TO DO
Can you copy out the listing below with each "photo" swapped for "image", changing nothing else and omitting the pictures?

========================

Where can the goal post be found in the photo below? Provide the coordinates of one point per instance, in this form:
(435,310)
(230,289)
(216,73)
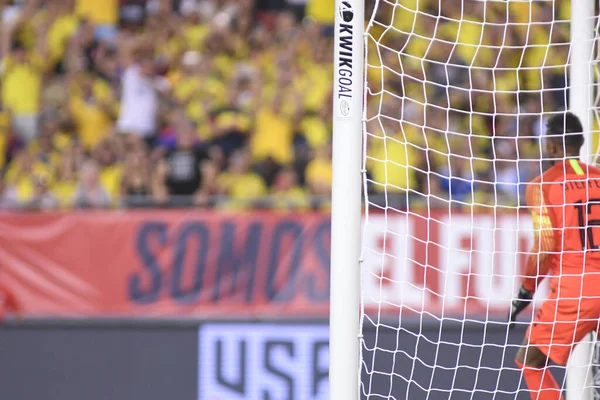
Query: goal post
(580,380)
(430,268)
(344,371)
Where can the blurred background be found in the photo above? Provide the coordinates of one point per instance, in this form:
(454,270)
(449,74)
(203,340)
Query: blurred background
(165,179)
(228,103)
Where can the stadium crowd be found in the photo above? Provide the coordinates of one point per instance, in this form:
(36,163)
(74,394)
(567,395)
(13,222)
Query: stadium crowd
(228,102)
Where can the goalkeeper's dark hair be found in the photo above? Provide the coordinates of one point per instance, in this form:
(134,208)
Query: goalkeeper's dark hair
(566,128)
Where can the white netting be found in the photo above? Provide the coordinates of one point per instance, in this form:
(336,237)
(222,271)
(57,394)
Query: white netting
(458,92)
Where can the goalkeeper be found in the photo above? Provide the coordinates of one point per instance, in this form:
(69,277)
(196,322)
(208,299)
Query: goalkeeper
(565,205)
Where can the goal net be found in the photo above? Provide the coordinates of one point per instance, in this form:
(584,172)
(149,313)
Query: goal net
(457,95)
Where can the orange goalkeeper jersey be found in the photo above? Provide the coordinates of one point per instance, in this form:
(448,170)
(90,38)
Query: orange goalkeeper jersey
(565,205)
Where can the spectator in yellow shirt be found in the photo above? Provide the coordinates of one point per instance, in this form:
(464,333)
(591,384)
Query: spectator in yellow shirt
(93,116)
(240,183)
(322,11)
(21,75)
(287,193)
(274,134)
(103,13)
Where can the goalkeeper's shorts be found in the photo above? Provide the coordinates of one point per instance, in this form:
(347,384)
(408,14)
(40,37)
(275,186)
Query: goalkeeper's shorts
(561,323)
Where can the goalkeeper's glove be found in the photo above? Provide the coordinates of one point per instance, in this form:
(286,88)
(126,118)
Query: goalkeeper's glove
(519,304)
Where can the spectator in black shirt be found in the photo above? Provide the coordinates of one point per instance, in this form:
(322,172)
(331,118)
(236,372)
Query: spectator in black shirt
(187,171)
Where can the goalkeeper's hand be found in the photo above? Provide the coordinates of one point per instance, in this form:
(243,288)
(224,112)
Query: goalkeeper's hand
(519,304)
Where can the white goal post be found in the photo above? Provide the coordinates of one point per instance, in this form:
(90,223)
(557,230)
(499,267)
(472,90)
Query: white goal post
(358,105)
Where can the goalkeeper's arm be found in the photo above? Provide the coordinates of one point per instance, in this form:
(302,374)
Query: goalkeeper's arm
(538,261)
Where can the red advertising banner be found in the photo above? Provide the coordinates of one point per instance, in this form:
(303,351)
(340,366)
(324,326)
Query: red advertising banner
(209,264)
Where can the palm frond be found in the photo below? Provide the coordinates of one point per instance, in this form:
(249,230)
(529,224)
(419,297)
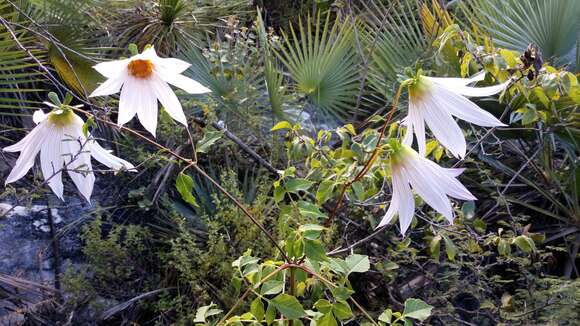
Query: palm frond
(171,25)
(272,77)
(20,76)
(396,39)
(323,63)
(552,25)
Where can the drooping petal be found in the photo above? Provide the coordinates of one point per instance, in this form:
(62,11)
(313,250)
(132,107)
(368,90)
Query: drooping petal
(110,86)
(454,82)
(481,91)
(38,116)
(169,100)
(408,138)
(446,179)
(391,211)
(147,107)
(405,201)
(454,172)
(187,84)
(51,160)
(24,142)
(28,147)
(418,121)
(112,69)
(444,128)
(78,161)
(464,109)
(128,102)
(105,157)
(426,186)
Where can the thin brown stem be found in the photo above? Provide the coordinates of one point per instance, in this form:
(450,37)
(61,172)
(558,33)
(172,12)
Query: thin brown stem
(370,161)
(249,290)
(194,165)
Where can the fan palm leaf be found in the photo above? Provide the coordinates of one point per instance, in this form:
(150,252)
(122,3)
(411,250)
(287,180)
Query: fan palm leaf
(323,64)
(552,25)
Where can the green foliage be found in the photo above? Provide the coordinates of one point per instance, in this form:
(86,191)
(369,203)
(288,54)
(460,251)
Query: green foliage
(393,38)
(551,24)
(322,62)
(497,263)
(113,255)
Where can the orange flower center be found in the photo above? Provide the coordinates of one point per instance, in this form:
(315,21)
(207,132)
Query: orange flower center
(140,68)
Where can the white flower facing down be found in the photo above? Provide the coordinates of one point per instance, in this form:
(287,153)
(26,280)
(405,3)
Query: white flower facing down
(412,172)
(436,101)
(59,138)
(143,79)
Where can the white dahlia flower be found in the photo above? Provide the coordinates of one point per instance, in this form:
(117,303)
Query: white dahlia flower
(413,172)
(143,79)
(59,138)
(436,101)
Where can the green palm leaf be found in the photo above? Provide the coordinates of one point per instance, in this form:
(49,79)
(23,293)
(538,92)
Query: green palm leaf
(396,39)
(553,25)
(323,64)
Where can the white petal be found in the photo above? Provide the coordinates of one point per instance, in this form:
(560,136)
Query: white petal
(392,210)
(110,86)
(39,116)
(446,179)
(426,186)
(453,172)
(406,201)
(28,153)
(418,121)
(453,82)
(408,138)
(464,109)
(113,69)
(481,91)
(169,100)
(79,169)
(128,101)
(147,107)
(51,160)
(187,84)
(105,157)
(444,128)
(24,142)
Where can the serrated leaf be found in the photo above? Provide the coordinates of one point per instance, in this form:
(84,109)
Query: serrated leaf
(308,209)
(341,310)
(323,305)
(257,309)
(327,320)
(314,250)
(272,287)
(209,138)
(386,316)
(184,185)
(357,264)
(311,231)
(450,248)
(288,306)
(270,314)
(296,185)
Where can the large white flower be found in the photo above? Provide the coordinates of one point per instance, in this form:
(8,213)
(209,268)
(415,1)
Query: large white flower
(59,138)
(436,101)
(143,79)
(413,172)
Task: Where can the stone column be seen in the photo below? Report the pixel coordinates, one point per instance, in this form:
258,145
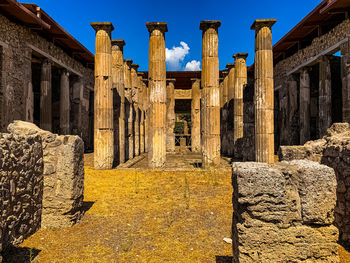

========================

THE SOLUTION
Where can the goal post be found in the image below? Provide the coordinates of one point per instance, in this form:
(435,310)
(230,289)
(216,73)
Query: goal post
(580,380)
(430,268)
(344,371)
Where can the blurred background be found in the image above? Provide the coordinates of one point per instance, in this form:
(454,270)
(449,74)
(203,340)
Query: blurred background
(165,179)
(228,103)
Where can the stadium crowd be found in the image above? Provide the coordinates of one point per instance, in this form:
(36,163)
(74,394)
(567,395)
(13,222)
Query: stadium crowd
(228,102)
Where can the goalkeeper's dark hair be found in the image above? Provide the coordinates of one point per instance, in this form:
(134,208)
Query: goalkeeper's dark hair
(566,128)
Where can the white netting be found in the image above? Provide the coordinates of one point per instance, in this form:
(336,237)
(222,271)
(57,394)
Query: white netting
(458,92)
Where can the goalkeeper be found in the image above? Provide the coordinates of one point per instance, in this form:
(69,277)
(196,322)
(208,299)
Query: goalkeeper
(565,205)
Where can the goal net be found in the image above? Provide the coordinates of one point per instance, in this form:
(584,172)
(149,313)
Query: goal net
(457,95)
Where can the orange goalkeeper jersey be found in the image above? Provide the coordinates of one point per instance, in this form:
(448,170)
(90,38)
Query: orange goalkeeper jersey
(565,205)
Where can the spectator in yellow shirt be found in the image above? Provide the coordinates of one point per instance, in this form:
(464,333)
(591,384)
Query: spectator in yellow shirt
(93,116)
(240,183)
(322,11)
(21,75)
(287,193)
(274,134)
(103,13)
Where can the goalkeeper's shorts be found in the image above? Provide the coordinates of one point per instance, in this form:
(347,384)
(408,14)
(40,37)
(275,186)
Query: goalkeeper's shorts
(561,323)
Where can the goalkeeper's glove be found in the image above? Provide the coordinates of one point per instance, in this form:
(286,88)
(126,118)
Query: goalkeeper's glove
(519,304)
Where can the spectator in black shirt be found in the image above? Provide the coordinates of one point per instance, in this form:
(322,172)
(331,118)
(236,372)
Query: spectator in black shirt
(187,171)
Where can the goalkeeper's hand be found in the image above? Provide the coordinates of one point per instance, in this form:
(243,288)
(224,112)
Query: goalkeeper's hand
(519,304)
Where can the white goal post be found in the image above? Provide the coordinates of one point per instance, in this form:
(90,223)
(557,230)
(499,267)
(472,90)
Query: white goal post
(358,105)
Where can the goalkeeper's arm be found in the image above? Provide the coordinates of one point per instance, in this form:
(302,374)
Query: goalkeeper's arm
(538,261)
Where can the red advertising banner be found in the image above? Provide the coordinates of one point per instance, in this form:
(303,351)
(340,366)
(324,326)
Query: red advertising banner
(209,264)
Where can the palm frond be found in the image below? Provide the coordinates of one point per instance, in this form:
(249,230)
(529,224)
(419,297)
Query: palm frond
(171,25)
(272,77)
(20,76)
(396,39)
(323,63)
(552,25)
Where can the drooping petal be found in the image above? Provide the coordinates of one point per instance, in this form:
(62,11)
(313,250)
(132,107)
(368,90)
Query: drooping petal
(110,86)
(454,82)
(481,91)
(38,116)
(169,100)
(408,138)
(446,179)
(391,211)
(147,107)
(405,201)
(454,172)
(187,84)
(51,160)
(24,142)
(28,147)
(418,121)
(112,69)
(444,128)
(78,161)
(464,109)
(128,102)
(105,157)
(426,186)
Where can the thin brown stem be found in the image above? Provide the coordinates of one point per instance, in this form:
(450,37)
(61,172)
(558,33)
(172,12)
Query: thin brown stem
(370,161)
(249,290)
(194,165)
Where can the fan palm leaf be found in the image above? Provide the coordinates of one point per instance, in this form:
(150,252)
(122,3)
(411,250)
(287,180)
Query: fan palm leaf
(323,64)
(552,25)
Where can the green foliage be found in the image above? Provide the coordinates of one point per instance, in this form:
(86,191)
(369,203)
(288,54)
(460,251)
Query: green foliage
(393,38)
(551,24)
(322,62)
(497,263)
(113,255)
Where can the orange flower center be found in the image above? Provide the coordinates of one point per instance, in this form:
(315,21)
(207,132)
Query: orange flower center
(140,68)
Where can the white flower facing down be found in the image above? Provide the coordinates of one point per instance, in this form:
(287,153)
(26,280)
(405,3)
Query: white flower facing down
(412,172)
(436,101)
(59,138)
(143,79)
Where can the white dahlia flower be found in the image above? Provide the coordinates of one point per instance, in this form:
(117,303)
Query: white dahlia flower
(413,172)
(143,79)
(59,138)
(436,101)
Where can the green palm leaf be found in the image above? Provide the coordinates of one point per instance, in this form:
(49,79)
(23,293)
(538,92)
Query: green palm leaf
(396,39)
(553,25)
(323,64)
Where can the white petal be found in the image above? Provide the coordinates of one point per instance, in this form:
(560,136)
Query: white petal
(392,210)
(110,86)
(39,116)
(446,179)
(426,186)
(453,172)
(406,201)
(28,153)
(418,121)
(453,82)
(408,138)
(464,109)
(113,69)
(481,91)
(169,100)
(79,169)
(128,101)
(147,107)
(51,160)
(187,84)
(105,157)
(444,128)
(24,142)
Where can the serrated leaf be found in the image above? Provide the coordinates of one point per instance, in this form:
(84,109)
Query: serrated leaf
(308,209)
(341,310)
(323,305)
(257,309)
(327,320)
(314,250)
(272,287)
(209,138)
(386,316)
(184,185)
(357,264)
(311,231)
(450,248)
(288,306)
(270,314)
(296,185)
Where can the large white flower be found in the image above? Provide the coordinates of one point per instance, in this form:
(8,213)
(209,268)
(415,1)
Query: large white flower
(59,138)
(436,101)
(143,79)
(413,172)
Task: Where can the stone column be seen in the image below? Report the pixel coordinates, one point per instance, in this form:
258,145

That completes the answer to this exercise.